YOUR INSTRUCTIONS: Name everyone the post about the annual UPAC meeting mentions by name as giving a presentation from BYU.

TEXT PASSAGE:
........

Friday, February 24, 2006

Annual UPAC Presentations

Today was the annual UPAC meeting up at State History. Presentations all morning and then they did the business stuff after we all cut out to head back down to Provo. All told there were four presentations from BYU, including Jim Allison, Rachel Pollock and Mark Bodily, Brad, and I. Topics varied, I'd say Brad's North Creek junk is top list, but I'm still having nightmares from J-in-the-cliff...shudder...

Anyway, one presentation, which I unfortunately didn't really take notes on, was done by a UofU Doctoral student. I'd say it was the most interesting to me, so I wanted to throw out a bit of what I remember for you all.

It dealt with a mass burial in Moab. Six individuals, all male and all between 13-25 years old. Dentition and bone condition suggest that they were all in good health when they died. Three showed similar healed cranial injuries including a segment of bone/incised trauma above the right eye and several blunt trauma episodes to parietal and occipital lobes. Etc, etc, interesting stuff about the bones, but the really intriguing bit is the way the bodies were laid out in the mass grave. Unfortunately I have sucky MS Paint and that's it for graphic edits so I can't crop and rotate this correctly, but it gives you the basic idea:




Each burial was placed face down, with layered bodies having heads placed over the thoracic trunk and down. So they're actually at an angle, which I can't do in Paint, such that the six piled up a bit and then sloped back off.

Has anyone seen anything like this? It's really a bizarre bit of activity.

........

RECORDS PROVIDED:
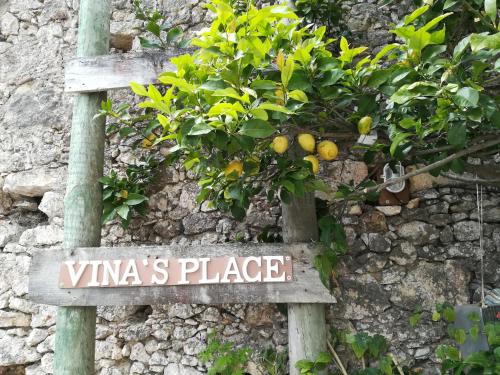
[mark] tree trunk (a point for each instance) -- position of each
(75, 326)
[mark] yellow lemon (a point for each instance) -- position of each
(365, 125)
(314, 161)
(307, 142)
(234, 166)
(280, 144)
(328, 150)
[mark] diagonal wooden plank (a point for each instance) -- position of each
(305, 286)
(111, 72)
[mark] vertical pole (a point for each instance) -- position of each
(75, 326)
(306, 322)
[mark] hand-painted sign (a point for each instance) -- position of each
(174, 271)
(208, 274)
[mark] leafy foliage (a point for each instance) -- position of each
(258, 73)
(274, 363)
(155, 23)
(326, 13)
(482, 362)
(308, 367)
(225, 359)
(124, 196)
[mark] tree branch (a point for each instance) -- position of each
(471, 180)
(430, 167)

........

PROBLEM SOLUTION: Jim Allison, Rachel Pollock, Mark Bodily, Brad